Activity: Could you show all lines in the entries below that contain the string "clicks"?

Stored data entries
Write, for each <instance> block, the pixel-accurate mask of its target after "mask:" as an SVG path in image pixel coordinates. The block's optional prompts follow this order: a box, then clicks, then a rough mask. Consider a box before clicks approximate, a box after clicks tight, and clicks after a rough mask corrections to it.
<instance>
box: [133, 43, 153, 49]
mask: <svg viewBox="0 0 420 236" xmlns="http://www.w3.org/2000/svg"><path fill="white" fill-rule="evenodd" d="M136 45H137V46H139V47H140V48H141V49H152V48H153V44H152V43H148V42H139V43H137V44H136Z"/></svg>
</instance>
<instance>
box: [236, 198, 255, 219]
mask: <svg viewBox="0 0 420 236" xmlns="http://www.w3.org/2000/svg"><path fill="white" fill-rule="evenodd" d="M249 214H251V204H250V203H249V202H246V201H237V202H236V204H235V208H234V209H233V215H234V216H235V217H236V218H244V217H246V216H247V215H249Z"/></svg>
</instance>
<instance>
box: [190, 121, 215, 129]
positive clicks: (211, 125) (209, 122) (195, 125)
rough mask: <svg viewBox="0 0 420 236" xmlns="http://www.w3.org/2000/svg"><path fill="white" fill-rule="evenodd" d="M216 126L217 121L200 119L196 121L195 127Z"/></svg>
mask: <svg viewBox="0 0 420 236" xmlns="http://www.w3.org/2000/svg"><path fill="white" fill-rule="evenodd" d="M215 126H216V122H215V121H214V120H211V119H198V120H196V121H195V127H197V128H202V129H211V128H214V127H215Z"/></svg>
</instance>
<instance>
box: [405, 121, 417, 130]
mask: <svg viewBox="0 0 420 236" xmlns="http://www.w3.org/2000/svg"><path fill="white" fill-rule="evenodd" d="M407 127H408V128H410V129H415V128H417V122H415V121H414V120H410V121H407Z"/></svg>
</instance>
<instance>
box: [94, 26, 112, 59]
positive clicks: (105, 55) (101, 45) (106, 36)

Answer to this problem:
Write, for each <instance> block, the pixel-accurate mask of its target after "mask:" as an SVG path in image pixel coordinates. The block's optional prompts follow this order: a box, then clicks, then a rough mask. Consider a box before clicks approximate, a box after clicks tight, and clicks after a rough mask corrections to it.
positive clicks: (211, 125) (209, 122) (195, 125)
positive clicks: (105, 55) (101, 45) (106, 36)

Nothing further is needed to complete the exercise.